Quelle:
# # # # # # #

Intensiver und auch amüsanter wirken allemal die lebendigen Erinnerungen der heute Beteiligten – und, natürlich, der Chor-Gesang. Die liebliche Altersmilde in Kresniks Arrangements (der Choreograph steht selber im 74. Lebensjahr) bricht auch nur einmal auf – als sich die Jugend persönlich zu Wort meldet.

Besser: zu Sprung und Schritt – zwei Ballett-Studierende lässt er plötzlich jugendliche Energie und erste Schritte auf dem Weg zu späterer Meisterschaft vorführen; aber derweil zerschneidet rechts vorn Osvaldo Ventriglia, der letzte Kämpe aus Kresniks einstiger Compagnie, Stück für Stück Hemd und Trikot, ganz so, als wär’s die alte, eigene Haut. Und während die Jungen letzte Sprünge zeigen, rollt von links Hidehiko Maki eine Kreissäge herein – denn weil auch Sich-Häuten nichts hilft gegen die Übermacht der Jugend, sägt sie sich einen Tanz-Fuß ab. Um aber weiter zu tanzen, auf Stumpf und Krücken; auch Jutta Vulpius bekommt so ein Double aus Schmerz verpasst – Christus weiblich, mit blutender Scham, als Christa am Kreuz sozusagen, aus dem Bühnenboden herauf gefahren. So erzählt Kresnik von der Flucht vor dem unabwendbar letzten Vorhang wie vom Nicht-Abschied-nehmen-Können.

Am Schluss scheint die Decke der Villa einzustürzen, eins der Schminktischchen vom Anfang fährt jetzt einsam brennend über die Bühne – Zukunft sieht anders aus; Kresnik sieht schwarz für sich und all die alten Freunde. Hoffentlich behält er Unrecht, der große Alte.

# # # # # # #

Aufgabe:
Zähle alle Personen auf, die in der Quelle mit Vor- und Nachnamen vorkommen. Arbeite ausschließlich mit der Quelle.

# # # # # # #

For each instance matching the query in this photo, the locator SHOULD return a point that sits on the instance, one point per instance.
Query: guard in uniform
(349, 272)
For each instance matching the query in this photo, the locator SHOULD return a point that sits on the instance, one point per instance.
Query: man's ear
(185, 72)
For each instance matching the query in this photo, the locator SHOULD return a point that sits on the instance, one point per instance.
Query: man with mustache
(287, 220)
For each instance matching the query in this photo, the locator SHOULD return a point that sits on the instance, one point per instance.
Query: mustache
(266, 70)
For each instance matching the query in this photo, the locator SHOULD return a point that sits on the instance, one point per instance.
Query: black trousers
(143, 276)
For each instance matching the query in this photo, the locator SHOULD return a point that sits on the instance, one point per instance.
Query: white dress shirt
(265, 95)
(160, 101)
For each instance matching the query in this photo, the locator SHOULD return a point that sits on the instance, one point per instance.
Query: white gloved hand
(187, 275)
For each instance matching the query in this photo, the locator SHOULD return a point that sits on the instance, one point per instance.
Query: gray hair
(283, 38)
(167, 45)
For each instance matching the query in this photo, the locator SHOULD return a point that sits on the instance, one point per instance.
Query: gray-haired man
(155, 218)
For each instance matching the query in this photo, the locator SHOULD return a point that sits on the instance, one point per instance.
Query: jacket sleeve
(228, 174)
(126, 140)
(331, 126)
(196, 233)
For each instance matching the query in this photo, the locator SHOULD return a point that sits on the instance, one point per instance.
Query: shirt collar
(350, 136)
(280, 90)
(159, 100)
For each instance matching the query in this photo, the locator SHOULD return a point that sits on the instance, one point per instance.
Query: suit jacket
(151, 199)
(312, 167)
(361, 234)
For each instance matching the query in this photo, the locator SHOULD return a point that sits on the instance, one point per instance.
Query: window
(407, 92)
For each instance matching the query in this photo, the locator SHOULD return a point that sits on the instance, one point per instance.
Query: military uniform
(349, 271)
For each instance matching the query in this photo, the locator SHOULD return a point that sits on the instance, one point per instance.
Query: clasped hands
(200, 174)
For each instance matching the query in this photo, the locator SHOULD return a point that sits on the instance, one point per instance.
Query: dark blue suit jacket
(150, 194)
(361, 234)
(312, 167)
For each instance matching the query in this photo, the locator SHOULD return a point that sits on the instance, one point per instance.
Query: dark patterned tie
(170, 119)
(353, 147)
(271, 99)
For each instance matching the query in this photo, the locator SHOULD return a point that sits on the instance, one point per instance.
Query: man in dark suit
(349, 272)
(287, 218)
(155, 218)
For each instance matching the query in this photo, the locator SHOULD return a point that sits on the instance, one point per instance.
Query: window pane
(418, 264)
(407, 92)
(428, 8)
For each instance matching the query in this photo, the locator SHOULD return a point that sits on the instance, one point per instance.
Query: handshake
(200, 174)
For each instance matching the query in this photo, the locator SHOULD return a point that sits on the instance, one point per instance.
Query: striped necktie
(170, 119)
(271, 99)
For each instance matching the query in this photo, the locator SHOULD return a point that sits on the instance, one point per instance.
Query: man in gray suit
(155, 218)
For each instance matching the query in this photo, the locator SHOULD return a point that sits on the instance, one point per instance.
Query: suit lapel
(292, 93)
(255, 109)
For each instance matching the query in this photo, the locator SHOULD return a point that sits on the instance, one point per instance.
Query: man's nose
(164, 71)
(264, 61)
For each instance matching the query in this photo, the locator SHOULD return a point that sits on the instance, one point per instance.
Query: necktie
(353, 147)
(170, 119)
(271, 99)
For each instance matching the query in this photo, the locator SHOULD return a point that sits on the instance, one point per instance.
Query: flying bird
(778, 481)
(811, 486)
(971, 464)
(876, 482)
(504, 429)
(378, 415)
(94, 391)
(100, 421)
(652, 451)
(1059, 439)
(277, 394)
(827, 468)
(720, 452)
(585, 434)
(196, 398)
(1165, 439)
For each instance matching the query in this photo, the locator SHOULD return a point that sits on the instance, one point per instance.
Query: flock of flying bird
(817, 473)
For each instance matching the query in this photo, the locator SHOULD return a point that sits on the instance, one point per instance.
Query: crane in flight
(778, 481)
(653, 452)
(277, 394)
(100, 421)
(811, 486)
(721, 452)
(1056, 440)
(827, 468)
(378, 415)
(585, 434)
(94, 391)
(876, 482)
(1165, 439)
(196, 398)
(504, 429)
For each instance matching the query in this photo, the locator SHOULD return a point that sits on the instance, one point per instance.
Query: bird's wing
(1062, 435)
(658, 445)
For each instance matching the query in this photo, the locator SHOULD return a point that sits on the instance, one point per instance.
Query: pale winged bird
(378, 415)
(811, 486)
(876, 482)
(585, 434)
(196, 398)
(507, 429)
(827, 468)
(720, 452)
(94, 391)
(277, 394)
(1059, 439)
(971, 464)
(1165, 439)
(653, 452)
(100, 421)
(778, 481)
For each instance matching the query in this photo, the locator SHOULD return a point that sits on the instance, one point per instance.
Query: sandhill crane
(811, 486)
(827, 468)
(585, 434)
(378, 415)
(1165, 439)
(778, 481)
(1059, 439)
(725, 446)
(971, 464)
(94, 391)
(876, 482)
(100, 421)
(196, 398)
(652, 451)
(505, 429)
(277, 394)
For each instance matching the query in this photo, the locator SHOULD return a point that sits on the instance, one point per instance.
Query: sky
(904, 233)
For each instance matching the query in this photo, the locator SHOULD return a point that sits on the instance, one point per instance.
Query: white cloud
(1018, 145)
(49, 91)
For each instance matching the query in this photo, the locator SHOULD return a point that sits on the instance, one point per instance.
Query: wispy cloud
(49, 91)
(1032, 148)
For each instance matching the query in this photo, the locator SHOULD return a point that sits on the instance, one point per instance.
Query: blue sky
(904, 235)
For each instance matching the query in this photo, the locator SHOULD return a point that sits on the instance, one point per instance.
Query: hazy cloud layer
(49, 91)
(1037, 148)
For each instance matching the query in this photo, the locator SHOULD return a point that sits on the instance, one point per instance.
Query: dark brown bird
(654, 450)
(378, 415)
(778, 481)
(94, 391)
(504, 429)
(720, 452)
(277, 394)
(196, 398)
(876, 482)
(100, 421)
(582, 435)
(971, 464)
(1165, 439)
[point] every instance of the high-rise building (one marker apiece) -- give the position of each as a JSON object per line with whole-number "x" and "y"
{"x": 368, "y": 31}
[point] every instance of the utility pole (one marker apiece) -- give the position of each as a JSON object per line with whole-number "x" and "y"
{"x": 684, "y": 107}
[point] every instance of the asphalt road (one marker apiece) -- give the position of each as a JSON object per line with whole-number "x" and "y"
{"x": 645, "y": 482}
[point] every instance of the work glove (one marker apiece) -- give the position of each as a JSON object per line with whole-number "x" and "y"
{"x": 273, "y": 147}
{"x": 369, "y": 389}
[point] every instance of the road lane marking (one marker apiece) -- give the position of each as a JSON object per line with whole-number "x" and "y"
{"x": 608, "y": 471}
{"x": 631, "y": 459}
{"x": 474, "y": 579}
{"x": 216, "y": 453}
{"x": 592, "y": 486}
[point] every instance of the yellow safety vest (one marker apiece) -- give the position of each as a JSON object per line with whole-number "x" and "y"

# # # # # # #

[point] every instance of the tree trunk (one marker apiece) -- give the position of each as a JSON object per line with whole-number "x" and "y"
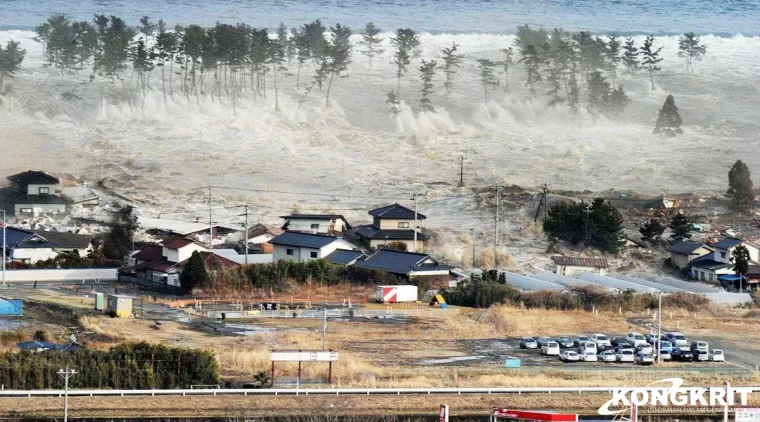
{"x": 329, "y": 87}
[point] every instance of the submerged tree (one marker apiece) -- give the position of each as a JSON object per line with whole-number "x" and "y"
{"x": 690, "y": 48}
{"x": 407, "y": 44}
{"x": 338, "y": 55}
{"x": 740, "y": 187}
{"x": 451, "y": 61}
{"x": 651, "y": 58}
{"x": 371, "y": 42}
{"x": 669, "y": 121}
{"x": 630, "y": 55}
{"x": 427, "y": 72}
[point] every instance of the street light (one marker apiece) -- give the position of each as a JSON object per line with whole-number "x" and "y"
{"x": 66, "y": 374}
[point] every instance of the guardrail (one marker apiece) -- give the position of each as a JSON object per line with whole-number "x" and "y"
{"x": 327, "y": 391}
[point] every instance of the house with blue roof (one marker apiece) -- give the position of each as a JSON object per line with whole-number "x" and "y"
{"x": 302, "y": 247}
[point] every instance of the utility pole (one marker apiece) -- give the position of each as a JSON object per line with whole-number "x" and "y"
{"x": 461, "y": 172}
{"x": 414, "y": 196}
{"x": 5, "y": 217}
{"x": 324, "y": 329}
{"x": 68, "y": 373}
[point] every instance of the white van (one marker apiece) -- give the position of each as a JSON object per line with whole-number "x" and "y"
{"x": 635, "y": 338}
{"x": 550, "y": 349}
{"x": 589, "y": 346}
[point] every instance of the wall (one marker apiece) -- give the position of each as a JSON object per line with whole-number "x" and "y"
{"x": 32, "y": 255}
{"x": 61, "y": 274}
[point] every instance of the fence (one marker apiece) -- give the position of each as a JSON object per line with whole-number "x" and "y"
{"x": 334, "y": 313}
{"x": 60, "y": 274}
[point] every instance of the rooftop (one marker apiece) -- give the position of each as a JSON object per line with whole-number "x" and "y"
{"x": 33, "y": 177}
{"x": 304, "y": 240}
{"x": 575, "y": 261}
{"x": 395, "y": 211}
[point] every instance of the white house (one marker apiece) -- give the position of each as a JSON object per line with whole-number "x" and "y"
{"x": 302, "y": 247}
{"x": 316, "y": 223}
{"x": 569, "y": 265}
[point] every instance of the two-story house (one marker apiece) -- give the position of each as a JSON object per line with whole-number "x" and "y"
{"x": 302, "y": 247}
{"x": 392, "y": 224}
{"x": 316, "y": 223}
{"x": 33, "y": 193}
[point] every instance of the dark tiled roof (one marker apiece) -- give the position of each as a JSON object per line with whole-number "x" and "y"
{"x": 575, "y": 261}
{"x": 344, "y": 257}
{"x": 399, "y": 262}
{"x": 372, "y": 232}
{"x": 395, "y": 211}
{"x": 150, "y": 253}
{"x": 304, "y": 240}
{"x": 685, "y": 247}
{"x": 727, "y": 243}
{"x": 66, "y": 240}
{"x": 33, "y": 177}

# # # # # # #

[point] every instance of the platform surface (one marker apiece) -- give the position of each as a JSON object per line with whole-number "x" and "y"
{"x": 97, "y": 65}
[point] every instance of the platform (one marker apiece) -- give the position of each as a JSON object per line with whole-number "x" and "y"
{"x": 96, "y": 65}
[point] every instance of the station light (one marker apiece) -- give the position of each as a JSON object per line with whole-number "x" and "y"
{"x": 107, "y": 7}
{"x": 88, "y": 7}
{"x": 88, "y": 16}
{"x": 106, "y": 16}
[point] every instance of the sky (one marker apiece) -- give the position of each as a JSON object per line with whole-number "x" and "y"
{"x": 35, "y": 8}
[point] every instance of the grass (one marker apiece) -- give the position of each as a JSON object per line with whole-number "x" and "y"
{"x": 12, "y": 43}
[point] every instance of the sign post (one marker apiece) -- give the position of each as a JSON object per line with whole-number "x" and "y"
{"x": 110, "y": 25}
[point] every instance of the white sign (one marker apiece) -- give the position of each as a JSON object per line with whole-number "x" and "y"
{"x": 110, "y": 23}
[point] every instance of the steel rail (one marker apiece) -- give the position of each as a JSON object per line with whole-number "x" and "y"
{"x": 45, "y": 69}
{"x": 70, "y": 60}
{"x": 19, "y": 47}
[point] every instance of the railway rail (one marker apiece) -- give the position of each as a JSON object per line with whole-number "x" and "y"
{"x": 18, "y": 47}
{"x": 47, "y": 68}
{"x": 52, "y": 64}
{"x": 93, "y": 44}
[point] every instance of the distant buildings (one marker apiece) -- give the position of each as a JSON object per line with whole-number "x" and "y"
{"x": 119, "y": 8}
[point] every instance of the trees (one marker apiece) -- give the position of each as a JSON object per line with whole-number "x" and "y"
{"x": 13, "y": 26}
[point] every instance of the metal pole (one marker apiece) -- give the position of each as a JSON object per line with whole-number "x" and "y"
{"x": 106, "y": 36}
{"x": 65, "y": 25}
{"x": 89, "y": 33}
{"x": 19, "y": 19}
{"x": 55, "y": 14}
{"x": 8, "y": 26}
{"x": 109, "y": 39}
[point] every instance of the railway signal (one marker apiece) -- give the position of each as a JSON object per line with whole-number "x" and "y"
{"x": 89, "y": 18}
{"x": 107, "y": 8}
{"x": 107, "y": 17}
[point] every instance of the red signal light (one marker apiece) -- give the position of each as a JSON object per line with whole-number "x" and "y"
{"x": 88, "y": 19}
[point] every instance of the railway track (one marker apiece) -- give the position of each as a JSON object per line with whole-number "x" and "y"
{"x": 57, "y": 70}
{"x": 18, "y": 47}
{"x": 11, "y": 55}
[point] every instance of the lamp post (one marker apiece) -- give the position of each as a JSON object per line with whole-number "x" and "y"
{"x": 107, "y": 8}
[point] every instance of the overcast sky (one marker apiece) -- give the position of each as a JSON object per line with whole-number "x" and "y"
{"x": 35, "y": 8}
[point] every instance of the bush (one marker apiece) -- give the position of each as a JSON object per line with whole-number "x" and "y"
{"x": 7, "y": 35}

# # # # # # #

Antwort:
Osvaldo Ventriglia, Hidehiko Maki, Jutta Vulpius